Short exercise → Reproduce every line of the records below word for word, omitting the pictures.

==================================================

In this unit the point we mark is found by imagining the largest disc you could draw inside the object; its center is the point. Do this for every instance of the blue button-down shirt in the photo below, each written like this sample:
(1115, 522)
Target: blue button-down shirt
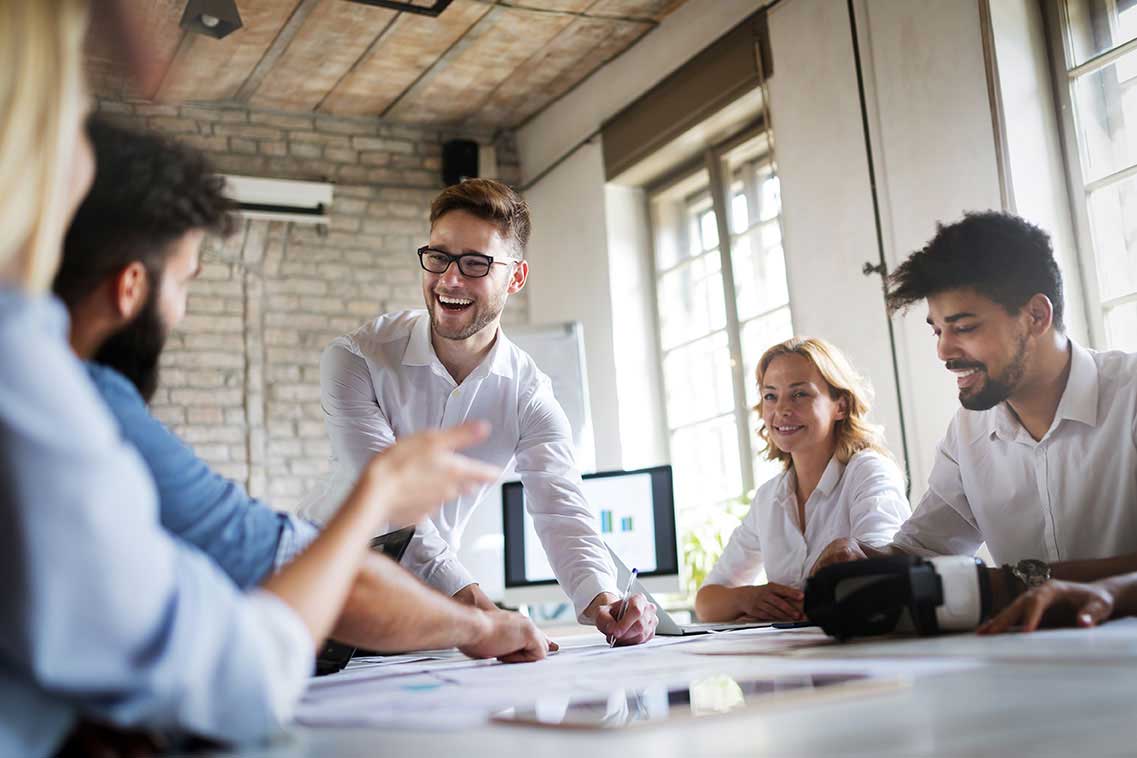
(102, 611)
(243, 535)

==================================================

Response to the task →
In this unit the point we mark is found by imagining the largest disc you could draw inside the object; its center is the point. Do this for every instance of the blue button-down shirt in the photo below, each written like this sample:
(1115, 522)
Target: blue button-down shirt
(102, 611)
(243, 535)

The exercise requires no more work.